● **Exercise**: Rescale the listing below by rewriting every line in full, with each x and y coordinate in the answers multiplied by 2.45 and rounded to the nearest whole number, halves rounding up.

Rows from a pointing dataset
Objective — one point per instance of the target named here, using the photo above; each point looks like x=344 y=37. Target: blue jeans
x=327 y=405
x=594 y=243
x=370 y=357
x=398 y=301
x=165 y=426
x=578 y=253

● **The reply**:
Objective — one point per instance of the target named here, using the photo above; each point looks like x=344 y=37. Target: blue jeans
x=801 y=992
x=1455 y=595
x=907 y=875
x=975 y=737
x=404 y=1044
x=1416 y=620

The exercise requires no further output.